Supplied information →

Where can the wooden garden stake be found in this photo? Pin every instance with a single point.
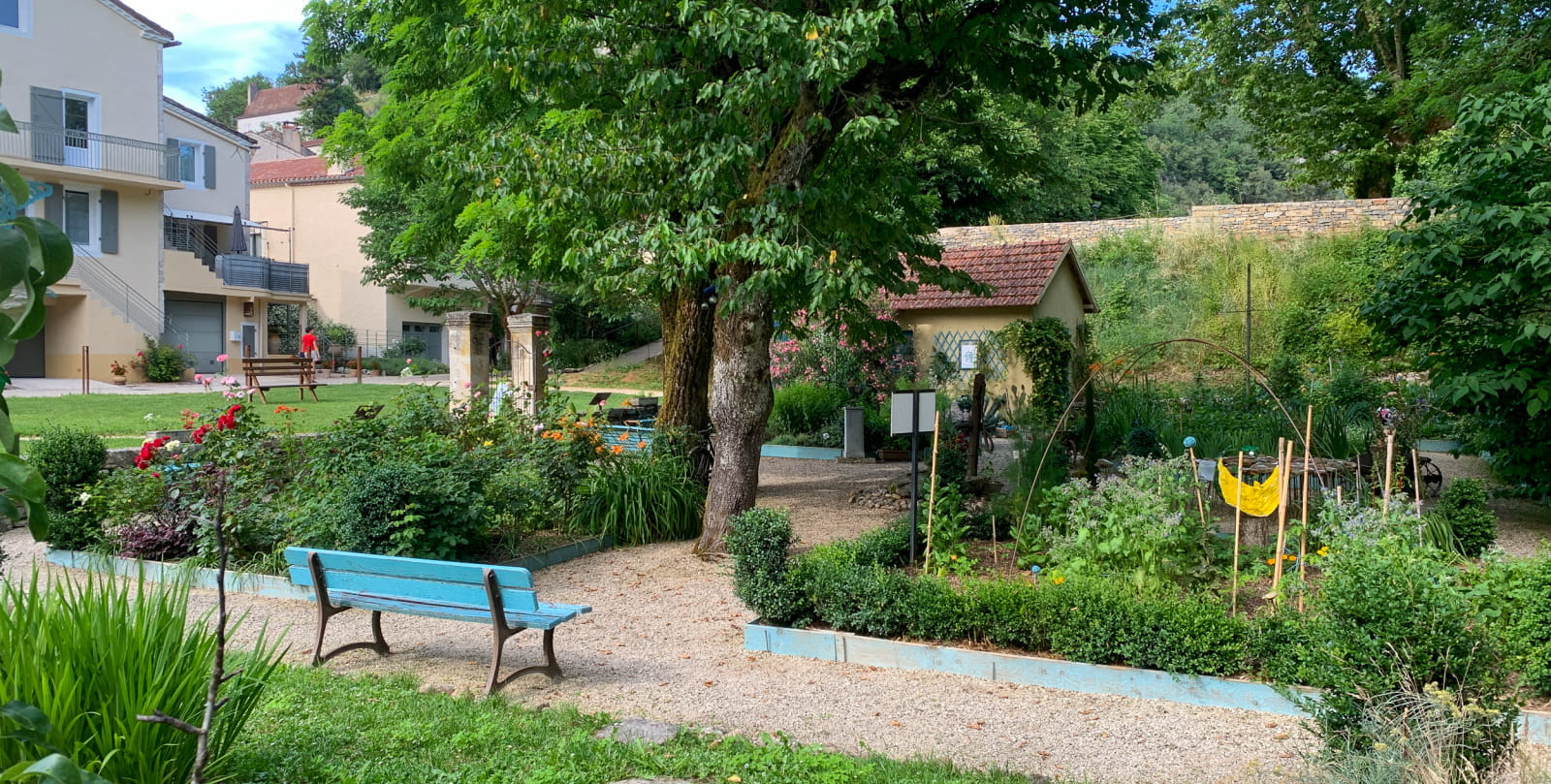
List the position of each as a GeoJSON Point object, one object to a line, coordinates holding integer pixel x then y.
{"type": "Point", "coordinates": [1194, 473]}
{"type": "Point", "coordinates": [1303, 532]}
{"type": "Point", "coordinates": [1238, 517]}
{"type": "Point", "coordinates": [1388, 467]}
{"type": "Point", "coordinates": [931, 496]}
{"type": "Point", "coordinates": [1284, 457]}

==

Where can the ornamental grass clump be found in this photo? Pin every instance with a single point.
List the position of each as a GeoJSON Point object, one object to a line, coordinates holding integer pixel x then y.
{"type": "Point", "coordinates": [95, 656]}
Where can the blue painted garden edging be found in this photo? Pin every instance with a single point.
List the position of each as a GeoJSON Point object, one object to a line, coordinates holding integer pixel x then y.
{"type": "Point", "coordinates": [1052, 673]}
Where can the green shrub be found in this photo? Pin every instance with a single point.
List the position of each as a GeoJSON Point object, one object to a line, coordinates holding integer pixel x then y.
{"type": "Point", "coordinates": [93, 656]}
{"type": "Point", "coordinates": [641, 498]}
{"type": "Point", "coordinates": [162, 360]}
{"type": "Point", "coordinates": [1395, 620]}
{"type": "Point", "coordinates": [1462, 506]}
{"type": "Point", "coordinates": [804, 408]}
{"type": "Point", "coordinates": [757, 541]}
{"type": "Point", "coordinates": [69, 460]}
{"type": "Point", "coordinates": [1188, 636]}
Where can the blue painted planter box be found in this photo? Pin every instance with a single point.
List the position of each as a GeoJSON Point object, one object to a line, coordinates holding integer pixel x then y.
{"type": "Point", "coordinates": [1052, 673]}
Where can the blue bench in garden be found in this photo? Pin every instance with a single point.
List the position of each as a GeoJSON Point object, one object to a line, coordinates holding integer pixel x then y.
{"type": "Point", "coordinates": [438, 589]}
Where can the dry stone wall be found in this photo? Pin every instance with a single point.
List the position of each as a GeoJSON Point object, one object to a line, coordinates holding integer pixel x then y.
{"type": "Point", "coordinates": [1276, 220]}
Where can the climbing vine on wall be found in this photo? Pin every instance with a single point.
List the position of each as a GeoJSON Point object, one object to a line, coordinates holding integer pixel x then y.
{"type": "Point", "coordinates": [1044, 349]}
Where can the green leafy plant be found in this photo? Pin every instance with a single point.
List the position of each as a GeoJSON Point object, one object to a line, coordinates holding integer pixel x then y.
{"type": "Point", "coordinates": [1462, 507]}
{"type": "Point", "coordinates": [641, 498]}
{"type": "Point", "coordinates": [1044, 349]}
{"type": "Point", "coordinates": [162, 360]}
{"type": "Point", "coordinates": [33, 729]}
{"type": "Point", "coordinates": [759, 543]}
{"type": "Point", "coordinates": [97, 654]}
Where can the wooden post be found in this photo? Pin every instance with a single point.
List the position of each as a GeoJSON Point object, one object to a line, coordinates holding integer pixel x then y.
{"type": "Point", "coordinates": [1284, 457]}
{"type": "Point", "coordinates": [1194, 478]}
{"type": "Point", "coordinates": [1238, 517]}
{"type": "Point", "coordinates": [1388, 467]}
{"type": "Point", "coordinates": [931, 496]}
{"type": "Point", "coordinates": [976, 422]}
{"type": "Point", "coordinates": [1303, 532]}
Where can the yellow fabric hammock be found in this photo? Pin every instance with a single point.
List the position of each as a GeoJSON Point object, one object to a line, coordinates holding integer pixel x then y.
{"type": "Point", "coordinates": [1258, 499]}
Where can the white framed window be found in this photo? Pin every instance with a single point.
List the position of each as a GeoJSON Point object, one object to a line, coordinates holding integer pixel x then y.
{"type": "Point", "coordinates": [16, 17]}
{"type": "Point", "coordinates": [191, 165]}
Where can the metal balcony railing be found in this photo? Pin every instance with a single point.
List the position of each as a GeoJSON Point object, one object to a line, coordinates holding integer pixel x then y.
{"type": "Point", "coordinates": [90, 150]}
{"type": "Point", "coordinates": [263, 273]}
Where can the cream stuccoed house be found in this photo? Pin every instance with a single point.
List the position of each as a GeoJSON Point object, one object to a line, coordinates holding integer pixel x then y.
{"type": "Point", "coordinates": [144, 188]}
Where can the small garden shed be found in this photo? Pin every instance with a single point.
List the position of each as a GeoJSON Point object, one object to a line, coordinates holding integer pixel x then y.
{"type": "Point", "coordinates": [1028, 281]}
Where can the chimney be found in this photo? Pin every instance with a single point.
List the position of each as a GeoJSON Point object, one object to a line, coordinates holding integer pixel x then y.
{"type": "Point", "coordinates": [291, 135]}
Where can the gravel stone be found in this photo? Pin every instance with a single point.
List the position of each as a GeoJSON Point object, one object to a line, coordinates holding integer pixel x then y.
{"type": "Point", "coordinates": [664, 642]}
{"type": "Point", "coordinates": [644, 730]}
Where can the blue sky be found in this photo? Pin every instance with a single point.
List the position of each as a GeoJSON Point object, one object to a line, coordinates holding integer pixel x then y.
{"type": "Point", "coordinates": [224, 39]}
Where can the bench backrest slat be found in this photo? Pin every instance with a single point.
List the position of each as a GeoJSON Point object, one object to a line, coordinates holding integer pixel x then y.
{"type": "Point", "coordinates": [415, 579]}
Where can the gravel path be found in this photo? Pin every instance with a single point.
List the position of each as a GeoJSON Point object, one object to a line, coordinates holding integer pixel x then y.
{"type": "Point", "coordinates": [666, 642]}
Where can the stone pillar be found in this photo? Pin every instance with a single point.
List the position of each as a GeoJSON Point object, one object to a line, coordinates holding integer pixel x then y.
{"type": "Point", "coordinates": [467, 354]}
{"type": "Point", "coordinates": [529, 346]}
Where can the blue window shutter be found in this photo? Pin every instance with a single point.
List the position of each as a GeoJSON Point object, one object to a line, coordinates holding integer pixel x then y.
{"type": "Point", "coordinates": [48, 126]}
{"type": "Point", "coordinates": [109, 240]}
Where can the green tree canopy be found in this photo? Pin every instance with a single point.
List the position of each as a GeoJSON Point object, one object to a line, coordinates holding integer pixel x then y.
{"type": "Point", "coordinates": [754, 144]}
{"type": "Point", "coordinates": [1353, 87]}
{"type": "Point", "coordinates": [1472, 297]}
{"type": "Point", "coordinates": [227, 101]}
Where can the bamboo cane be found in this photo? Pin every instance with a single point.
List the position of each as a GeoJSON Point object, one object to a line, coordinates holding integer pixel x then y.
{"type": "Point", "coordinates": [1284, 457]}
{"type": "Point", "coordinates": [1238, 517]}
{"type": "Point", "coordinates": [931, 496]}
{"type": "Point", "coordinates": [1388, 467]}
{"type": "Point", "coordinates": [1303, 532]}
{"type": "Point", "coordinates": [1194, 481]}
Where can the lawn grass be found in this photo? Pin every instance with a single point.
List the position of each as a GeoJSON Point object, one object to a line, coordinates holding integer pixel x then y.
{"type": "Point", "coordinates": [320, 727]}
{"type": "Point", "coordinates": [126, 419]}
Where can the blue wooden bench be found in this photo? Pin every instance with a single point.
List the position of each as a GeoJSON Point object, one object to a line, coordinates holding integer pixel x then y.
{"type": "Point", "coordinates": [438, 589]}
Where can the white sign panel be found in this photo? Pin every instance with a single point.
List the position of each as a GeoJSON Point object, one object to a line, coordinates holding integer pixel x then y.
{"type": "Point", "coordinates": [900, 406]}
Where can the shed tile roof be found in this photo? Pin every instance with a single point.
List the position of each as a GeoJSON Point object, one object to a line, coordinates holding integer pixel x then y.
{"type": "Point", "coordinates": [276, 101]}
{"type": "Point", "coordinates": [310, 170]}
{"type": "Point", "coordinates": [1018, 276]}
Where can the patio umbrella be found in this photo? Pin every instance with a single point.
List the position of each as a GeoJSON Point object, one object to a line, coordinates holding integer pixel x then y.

...

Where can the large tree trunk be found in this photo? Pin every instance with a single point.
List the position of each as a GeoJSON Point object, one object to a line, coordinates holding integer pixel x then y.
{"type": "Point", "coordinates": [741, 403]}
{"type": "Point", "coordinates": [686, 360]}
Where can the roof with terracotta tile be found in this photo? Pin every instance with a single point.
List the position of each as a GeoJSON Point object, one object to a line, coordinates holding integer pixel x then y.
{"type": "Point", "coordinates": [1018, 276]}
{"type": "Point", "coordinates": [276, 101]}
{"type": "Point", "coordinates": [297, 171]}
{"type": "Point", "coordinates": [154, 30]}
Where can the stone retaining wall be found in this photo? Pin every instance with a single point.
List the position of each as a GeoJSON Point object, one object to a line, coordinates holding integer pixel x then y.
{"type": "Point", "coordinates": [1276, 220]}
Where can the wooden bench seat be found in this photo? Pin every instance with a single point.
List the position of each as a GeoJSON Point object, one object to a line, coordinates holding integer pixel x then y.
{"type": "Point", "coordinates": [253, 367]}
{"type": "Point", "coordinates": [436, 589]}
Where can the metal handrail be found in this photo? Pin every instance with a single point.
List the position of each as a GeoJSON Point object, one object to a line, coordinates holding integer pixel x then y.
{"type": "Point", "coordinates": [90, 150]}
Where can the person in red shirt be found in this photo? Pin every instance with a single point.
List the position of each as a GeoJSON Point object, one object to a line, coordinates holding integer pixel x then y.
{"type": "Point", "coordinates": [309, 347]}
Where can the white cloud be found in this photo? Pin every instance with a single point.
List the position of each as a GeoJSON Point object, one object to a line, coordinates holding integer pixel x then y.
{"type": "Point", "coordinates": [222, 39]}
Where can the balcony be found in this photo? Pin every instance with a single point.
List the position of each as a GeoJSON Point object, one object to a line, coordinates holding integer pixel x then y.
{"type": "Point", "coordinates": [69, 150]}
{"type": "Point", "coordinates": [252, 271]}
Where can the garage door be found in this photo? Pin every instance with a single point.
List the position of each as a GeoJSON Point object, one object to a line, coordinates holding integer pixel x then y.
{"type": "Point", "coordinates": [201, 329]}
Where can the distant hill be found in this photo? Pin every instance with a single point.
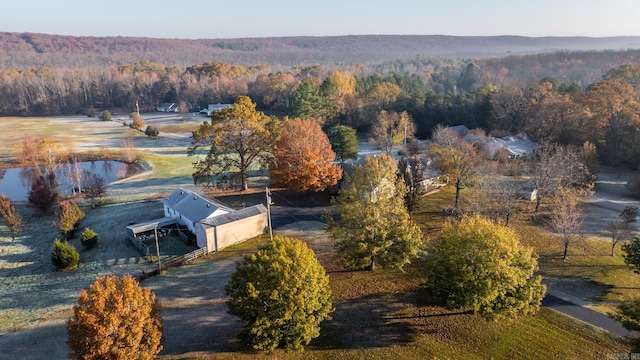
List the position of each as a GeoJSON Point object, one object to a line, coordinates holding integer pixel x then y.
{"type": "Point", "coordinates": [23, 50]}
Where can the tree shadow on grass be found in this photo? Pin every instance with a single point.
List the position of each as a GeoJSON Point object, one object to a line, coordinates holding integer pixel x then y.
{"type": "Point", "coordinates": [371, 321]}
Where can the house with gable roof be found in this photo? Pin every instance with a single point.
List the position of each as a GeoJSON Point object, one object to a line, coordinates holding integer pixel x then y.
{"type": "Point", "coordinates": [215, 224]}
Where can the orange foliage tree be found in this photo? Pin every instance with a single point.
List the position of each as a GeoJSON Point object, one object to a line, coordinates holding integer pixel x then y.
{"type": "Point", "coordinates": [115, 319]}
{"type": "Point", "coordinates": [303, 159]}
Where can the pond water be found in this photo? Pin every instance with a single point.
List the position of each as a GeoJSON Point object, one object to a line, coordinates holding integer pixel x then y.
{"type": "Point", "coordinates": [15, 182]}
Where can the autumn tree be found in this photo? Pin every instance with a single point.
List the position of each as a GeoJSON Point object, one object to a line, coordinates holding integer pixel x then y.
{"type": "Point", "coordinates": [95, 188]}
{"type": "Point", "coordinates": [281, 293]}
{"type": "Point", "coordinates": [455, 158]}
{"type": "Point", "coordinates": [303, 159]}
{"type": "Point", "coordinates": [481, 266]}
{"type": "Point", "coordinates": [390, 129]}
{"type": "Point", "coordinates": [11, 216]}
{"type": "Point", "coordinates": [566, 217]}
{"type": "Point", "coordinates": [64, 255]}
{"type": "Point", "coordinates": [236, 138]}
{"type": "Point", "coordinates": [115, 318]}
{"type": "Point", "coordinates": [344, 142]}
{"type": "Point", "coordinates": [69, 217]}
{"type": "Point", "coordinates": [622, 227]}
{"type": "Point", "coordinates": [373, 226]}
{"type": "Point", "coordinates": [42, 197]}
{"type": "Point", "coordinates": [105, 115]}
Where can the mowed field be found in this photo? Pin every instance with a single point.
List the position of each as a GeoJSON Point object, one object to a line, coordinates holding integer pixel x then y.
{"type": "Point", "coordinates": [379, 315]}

Exercise requirements → Count the lines in the records above that contain the word "wall". Reply with the number only.

Full output → 3